[Begin]
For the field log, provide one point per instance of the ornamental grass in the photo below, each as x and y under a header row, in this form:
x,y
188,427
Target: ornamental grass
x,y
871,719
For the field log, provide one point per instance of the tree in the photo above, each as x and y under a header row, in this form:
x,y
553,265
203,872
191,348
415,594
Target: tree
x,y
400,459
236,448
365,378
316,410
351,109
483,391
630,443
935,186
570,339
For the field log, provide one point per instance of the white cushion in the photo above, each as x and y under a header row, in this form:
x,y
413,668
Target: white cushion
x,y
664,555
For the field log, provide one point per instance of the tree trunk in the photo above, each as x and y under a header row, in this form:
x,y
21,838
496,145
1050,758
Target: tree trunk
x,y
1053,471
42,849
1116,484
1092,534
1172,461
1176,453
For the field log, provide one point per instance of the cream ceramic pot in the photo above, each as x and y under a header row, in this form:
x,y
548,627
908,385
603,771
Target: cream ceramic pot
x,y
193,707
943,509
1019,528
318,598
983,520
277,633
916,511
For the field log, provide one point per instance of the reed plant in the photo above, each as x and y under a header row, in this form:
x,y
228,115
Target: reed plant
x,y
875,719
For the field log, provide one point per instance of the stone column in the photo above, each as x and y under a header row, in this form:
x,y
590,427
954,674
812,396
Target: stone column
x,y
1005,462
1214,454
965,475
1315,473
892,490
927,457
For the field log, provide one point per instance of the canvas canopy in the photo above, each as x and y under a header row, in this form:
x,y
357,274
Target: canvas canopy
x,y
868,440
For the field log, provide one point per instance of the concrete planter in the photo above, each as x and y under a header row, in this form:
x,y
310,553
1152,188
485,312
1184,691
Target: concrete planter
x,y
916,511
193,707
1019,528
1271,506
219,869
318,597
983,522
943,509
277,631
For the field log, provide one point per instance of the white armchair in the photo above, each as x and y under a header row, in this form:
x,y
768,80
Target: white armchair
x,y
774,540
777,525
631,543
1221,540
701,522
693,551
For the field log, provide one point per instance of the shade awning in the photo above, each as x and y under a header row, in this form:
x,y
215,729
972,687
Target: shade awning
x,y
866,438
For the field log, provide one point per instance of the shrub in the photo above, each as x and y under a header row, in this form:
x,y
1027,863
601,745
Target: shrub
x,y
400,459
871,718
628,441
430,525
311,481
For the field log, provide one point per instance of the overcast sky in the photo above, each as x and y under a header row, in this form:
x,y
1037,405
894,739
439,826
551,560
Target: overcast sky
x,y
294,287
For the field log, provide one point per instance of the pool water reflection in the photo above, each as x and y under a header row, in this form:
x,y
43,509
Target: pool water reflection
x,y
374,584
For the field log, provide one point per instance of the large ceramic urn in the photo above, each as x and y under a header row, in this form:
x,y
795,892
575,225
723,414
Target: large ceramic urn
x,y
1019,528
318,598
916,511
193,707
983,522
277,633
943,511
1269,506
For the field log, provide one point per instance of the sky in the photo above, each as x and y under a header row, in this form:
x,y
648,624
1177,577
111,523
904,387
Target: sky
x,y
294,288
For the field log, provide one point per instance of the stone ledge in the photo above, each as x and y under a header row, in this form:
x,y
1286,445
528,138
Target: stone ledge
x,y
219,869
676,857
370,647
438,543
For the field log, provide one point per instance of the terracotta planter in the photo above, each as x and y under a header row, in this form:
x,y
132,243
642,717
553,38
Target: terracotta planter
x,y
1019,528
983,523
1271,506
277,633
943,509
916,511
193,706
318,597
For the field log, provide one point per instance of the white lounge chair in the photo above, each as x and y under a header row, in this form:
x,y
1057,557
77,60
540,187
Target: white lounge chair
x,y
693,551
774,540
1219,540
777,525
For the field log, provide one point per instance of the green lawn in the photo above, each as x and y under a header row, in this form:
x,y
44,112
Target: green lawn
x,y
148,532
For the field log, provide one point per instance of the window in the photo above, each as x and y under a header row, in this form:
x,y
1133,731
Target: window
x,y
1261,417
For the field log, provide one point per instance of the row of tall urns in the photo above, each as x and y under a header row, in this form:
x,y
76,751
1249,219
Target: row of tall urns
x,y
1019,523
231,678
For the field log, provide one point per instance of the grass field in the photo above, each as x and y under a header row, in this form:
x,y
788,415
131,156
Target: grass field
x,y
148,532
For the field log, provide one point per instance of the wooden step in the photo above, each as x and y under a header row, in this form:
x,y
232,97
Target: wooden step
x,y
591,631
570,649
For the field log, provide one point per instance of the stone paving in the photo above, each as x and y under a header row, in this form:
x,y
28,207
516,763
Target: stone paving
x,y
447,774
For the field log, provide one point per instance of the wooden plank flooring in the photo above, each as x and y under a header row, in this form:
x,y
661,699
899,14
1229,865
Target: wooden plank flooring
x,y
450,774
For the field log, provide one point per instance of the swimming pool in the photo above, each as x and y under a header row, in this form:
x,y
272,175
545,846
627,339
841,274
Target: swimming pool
[End]
Output the lines from the line containing "the wooden step" to the end, both included; add nothing.

For the field log, provide one point per instance of the wooden step in the photo above, each as x and y under a header row, in this form:
x,y
232,97
Target: wooden step
x,y
591,631
570,649
For the field log, provide one point per instance of the stone paving in the photo above, each as x and y under a header row, in this form:
x,y
28,207
516,763
Target: stone paving
x,y
447,774
For the field log, provide one point per instance of the wooden plank flooring in the photo above, each as x and y under a header row, in this form:
x,y
661,699
899,14
1229,865
Target: wooden plank flooring
x,y
450,774
For the field log, provide one point per instance of the swimming pool in the photo above, each as x and y under a header row, in this form:
x,y
272,175
545,846
627,339
841,274
Target: swimming pool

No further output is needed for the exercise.